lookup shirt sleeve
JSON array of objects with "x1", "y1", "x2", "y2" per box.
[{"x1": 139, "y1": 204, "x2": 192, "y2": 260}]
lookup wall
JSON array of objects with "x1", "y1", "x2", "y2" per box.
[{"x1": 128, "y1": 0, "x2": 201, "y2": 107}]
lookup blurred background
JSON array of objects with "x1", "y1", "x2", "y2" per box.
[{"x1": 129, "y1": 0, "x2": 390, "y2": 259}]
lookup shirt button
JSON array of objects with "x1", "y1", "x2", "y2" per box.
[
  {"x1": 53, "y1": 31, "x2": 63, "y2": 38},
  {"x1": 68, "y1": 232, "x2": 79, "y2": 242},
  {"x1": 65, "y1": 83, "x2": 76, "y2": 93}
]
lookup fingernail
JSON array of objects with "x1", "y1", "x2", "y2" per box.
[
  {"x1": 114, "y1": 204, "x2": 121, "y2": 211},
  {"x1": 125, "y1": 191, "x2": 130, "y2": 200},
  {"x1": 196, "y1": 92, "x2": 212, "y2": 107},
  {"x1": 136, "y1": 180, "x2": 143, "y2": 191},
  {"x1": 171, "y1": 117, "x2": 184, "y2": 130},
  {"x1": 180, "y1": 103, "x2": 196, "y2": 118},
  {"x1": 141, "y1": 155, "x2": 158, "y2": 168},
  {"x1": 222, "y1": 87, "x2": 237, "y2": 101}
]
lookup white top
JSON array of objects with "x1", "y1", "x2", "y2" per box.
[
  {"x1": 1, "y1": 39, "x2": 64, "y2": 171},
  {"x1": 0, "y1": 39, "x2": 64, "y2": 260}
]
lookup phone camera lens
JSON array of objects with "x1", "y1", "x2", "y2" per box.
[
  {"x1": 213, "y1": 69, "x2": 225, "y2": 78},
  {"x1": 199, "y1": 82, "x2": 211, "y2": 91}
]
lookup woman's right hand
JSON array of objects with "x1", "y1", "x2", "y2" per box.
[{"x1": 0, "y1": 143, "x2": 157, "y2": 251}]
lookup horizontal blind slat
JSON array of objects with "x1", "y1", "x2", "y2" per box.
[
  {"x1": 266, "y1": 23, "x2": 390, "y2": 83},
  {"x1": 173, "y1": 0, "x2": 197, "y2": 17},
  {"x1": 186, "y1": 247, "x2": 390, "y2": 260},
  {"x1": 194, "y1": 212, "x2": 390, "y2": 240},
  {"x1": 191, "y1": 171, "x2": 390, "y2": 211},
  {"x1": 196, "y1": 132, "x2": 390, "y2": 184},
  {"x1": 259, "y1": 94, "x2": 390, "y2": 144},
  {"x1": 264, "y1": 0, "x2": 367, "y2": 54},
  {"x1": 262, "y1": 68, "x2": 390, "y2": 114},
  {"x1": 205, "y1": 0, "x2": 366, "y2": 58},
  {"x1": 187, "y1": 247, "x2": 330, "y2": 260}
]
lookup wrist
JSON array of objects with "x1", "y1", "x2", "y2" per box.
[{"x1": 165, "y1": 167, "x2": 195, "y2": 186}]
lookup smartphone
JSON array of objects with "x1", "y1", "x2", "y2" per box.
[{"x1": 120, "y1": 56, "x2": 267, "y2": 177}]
================================
Across the material above, count each line with the string "lookup" and state the number alone.

11